Supplied passage →
'''
Dhruv Arora believes wealthtech will make investing as ubiquitous as bank accounts. “Platforms are becoming alternatives to savings accounts,” he said.

That’s because they make it possible to tailor investments to individuals’ needs and lifestyle goals in a way that simply doesn’t happen when people select products at a bank.

Arora likens robo-advisors now to how fintechs like Wise and Revolut transformed remittances: “The wealth space is where payments were 10 years ago, but technology means we can bridge the gap faster.”

Dhruv Arora, Syfe

Syfe is based in Singapore where it has enjoyed recent success with real-estate investment trusts, in a partnership with Singapore Exchange. This is part of a trend of broadening the kind of asset classes that robo-advisors make available.

“This isn’t just a new product,” Arora said. “It’s part of a shift in how people think about money. People are at home due to COVID, bank interest rates are declining, there’s a hunt for yield. The cost of living is rising but bank accounts are flat.”
'''
Source material →
'''
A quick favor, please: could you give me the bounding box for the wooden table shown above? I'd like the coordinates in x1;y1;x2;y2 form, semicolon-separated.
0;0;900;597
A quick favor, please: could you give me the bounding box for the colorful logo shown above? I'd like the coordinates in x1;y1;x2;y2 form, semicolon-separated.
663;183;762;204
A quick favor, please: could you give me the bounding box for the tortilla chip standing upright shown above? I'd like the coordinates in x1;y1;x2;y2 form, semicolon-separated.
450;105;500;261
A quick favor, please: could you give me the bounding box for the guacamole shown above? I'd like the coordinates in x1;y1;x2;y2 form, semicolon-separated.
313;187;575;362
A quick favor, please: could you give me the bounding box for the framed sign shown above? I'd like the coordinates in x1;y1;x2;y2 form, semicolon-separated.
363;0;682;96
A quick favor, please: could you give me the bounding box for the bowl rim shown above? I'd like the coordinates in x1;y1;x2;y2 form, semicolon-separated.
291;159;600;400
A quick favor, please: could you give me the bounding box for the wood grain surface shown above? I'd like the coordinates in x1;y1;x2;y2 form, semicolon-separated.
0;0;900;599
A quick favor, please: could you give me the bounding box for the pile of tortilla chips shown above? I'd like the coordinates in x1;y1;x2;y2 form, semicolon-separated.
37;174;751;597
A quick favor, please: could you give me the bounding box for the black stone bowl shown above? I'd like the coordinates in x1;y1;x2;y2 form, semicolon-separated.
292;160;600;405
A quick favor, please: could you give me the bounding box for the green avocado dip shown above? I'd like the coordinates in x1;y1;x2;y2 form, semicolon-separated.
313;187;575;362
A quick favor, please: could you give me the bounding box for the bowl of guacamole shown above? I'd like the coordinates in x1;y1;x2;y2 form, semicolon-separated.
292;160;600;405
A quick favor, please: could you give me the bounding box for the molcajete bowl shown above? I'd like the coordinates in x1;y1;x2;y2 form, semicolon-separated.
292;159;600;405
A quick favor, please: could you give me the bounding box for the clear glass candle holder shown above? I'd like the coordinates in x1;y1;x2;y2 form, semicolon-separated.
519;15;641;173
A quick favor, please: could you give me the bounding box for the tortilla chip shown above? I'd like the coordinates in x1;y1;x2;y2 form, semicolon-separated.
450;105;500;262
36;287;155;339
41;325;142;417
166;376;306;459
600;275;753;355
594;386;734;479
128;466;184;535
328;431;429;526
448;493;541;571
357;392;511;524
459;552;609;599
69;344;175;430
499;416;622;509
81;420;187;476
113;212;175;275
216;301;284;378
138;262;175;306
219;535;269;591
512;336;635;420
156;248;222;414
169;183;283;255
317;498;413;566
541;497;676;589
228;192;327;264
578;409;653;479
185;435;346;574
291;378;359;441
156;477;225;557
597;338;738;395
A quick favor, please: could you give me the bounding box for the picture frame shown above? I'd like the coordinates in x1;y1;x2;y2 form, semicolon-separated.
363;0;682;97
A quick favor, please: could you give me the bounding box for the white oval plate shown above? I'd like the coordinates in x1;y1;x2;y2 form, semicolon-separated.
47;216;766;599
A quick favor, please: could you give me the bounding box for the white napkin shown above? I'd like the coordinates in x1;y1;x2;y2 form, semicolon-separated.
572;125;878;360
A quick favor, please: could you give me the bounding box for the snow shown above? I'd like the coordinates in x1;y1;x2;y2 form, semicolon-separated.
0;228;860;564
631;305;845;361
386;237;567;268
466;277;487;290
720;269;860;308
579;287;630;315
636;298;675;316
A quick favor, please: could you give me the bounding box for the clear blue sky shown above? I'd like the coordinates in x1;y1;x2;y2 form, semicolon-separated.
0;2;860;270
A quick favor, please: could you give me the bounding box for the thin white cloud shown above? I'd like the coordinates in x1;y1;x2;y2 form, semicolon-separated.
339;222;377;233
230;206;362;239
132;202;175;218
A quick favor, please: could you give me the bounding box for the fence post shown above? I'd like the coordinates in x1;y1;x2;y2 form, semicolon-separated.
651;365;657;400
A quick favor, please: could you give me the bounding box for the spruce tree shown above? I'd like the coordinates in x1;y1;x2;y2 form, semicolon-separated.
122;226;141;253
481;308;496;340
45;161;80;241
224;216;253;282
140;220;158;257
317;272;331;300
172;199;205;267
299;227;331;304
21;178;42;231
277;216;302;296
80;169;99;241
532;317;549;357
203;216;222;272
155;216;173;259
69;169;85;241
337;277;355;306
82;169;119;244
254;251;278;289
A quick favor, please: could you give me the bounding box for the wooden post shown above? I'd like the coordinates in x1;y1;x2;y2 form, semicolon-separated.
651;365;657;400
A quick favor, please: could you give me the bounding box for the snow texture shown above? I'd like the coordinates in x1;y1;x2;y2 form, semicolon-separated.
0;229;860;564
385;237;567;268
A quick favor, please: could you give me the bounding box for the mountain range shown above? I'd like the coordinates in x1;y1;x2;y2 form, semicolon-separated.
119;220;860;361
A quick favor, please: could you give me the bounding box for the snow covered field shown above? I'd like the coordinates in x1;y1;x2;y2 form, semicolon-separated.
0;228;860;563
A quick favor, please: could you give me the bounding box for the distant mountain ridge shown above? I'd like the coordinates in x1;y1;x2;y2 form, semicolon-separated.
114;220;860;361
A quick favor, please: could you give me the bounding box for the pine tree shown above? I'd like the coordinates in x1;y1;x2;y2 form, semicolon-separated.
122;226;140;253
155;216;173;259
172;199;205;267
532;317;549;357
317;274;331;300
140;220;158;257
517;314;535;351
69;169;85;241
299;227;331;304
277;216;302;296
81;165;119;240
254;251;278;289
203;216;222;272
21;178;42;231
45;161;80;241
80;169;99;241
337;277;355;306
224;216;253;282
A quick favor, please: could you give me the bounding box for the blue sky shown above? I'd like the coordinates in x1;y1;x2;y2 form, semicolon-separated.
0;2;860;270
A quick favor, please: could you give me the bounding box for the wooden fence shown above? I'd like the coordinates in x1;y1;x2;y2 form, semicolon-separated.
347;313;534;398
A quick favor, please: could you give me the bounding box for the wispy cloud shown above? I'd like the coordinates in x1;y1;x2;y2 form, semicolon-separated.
'''
List of tasks →
(a) Answer these from the wealthtech passage, one line each:
(i) What does Arora say platforms are becoming alternatives to?
(ii) Syfe has partnered with which exchange on real-estate investment trusts?
(iii) Which rates does Arora say are declining?
(b) Copy the wealthtech passage starting with "Arora likens robo-advisors" and going on through "robo-advisors make available.", renaming "Singapore Exchange" as "SGX".
(c) Sum up the wealthtech passage in two sentences.

Exercise answers →
(a)
(i) Savings accounts.
(ii) Singapore Exchange.
(iii) Bank interest rates.

(b)
Arora likens robo-advisors now to how fintechs like Wise and Revolut transformed remittances: “The wealth space is where payments were 10 years ago, but technology means we can bridge the gap faster.”

Dhruv Arora, Syfe

Syfe is based in Singapore where it has enjoyed recent success with real-estate investment trusts, in a partnership with SGX. This is part of a trend of broadening the kind of asset classes that robo-advisors make available.

(c) Dhruv Arora of Syfe believes wealthtech will make investing as common as bank accounts, because platforms can fit investments to people's needs and goals in a way banks don't, and he compares robo-advisors now to where payments were 10 years ago. Syfe, based in Singapore, has done well with real-estate investment trusts through a partnership with Singapore Exchange, which Arora calls part of a shift in how people think about money as bank interest rates fall and the cost of living rises.